→ **WORK TO COMPLETE**
Extract all of the rows below, reproducing every line character for character with nothing altered.
+++
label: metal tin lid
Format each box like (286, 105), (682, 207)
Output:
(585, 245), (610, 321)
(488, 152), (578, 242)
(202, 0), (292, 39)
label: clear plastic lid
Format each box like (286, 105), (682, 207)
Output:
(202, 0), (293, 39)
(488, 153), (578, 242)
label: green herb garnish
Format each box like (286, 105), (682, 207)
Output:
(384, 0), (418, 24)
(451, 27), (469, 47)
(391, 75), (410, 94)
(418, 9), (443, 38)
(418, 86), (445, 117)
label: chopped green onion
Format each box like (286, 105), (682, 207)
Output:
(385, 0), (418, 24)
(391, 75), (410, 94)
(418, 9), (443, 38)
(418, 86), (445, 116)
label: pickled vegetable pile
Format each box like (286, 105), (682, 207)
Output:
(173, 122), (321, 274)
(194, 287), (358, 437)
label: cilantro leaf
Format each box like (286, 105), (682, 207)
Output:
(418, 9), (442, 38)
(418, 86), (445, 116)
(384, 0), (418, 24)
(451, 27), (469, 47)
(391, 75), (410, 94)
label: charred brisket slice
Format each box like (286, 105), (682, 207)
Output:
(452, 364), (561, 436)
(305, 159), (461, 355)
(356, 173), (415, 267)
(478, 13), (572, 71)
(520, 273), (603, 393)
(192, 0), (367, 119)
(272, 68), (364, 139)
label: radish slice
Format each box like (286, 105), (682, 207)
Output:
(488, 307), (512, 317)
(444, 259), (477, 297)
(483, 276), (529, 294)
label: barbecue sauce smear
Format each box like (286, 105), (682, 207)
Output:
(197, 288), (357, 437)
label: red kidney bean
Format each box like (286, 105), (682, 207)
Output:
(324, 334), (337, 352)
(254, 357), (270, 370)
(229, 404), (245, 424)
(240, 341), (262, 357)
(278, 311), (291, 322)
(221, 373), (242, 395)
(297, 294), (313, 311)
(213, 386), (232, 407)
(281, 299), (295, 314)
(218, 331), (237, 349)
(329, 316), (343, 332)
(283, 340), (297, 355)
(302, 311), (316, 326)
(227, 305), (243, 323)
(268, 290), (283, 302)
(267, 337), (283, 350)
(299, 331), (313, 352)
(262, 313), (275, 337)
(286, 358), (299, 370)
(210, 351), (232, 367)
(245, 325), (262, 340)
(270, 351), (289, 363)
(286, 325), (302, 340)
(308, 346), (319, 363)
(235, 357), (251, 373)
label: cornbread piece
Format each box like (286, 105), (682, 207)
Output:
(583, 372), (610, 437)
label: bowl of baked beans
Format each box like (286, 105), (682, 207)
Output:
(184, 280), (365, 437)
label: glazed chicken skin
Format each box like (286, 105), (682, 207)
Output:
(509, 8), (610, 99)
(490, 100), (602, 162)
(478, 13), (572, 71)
+++
→ **WRITTEN REPLY**
label: metal tin lid
Format each box like (286, 105), (682, 207)
Output:
(585, 245), (610, 321)
(488, 152), (578, 242)
(202, 0), (292, 39)
label: clear plastic lid
Format each box like (286, 105), (682, 207)
Output:
(202, 0), (293, 39)
(488, 153), (578, 242)
label: green herb garnish
Format each box like (286, 105), (682, 207)
Output:
(384, 0), (418, 24)
(451, 27), (469, 47)
(391, 75), (410, 94)
(418, 9), (443, 38)
(418, 86), (445, 117)
label: chopped green onion
Format each box like (286, 105), (682, 207)
Output:
(385, 0), (418, 24)
(391, 75), (410, 94)
(418, 9), (443, 38)
(418, 86), (445, 116)
label: pickled vegetable pile
Format each box like (286, 105), (682, 207)
Output:
(173, 122), (321, 274)
(194, 287), (358, 437)
label: cilantro leaf
Format each box like (286, 105), (682, 207)
Output:
(418, 9), (442, 38)
(418, 86), (445, 116)
(384, 0), (418, 24)
(451, 27), (469, 47)
(391, 75), (410, 94)
label: charred brisket slice
Format each box like (286, 105), (682, 207)
Output:
(452, 364), (561, 436)
(305, 159), (461, 355)
(356, 173), (415, 267)
(478, 13), (572, 71)
(520, 273), (603, 393)
(192, 0), (367, 119)
(272, 68), (364, 139)
label: radish slice
Format each box like (286, 105), (682, 207)
Output:
(488, 307), (512, 317)
(444, 259), (477, 297)
(483, 276), (529, 294)
label: barbecue sauce smear
Format each box like (286, 105), (682, 207)
Output:
(197, 288), (357, 437)
label: red kidney bean
Format each box like (286, 105), (682, 207)
Output:
(324, 334), (337, 352)
(254, 357), (270, 370)
(229, 404), (245, 424)
(240, 341), (262, 357)
(278, 311), (291, 322)
(221, 373), (242, 395)
(297, 294), (313, 311)
(213, 386), (232, 407)
(281, 299), (295, 314)
(218, 331), (237, 349)
(329, 316), (343, 332)
(283, 340), (297, 355)
(302, 311), (316, 326)
(227, 305), (243, 323)
(268, 290), (283, 302)
(267, 337), (283, 350)
(299, 331), (313, 352)
(262, 313), (275, 337)
(286, 358), (299, 370)
(210, 351), (232, 367)
(245, 325), (262, 340)
(270, 351), (289, 363)
(286, 325), (302, 340)
(308, 346), (319, 363)
(235, 357), (251, 373)
label: cornbread piece
Format each box like (286, 105), (682, 207)
Output:
(583, 372), (610, 437)
label: bowl of baked beans
Format each box like (286, 105), (682, 207)
Output:
(184, 280), (365, 437)
label: glazed chicken skin
Format each box like (286, 105), (682, 207)
Output:
(509, 8), (610, 99)
(490, 100), (602, 162)
(478, 13), (572, 71)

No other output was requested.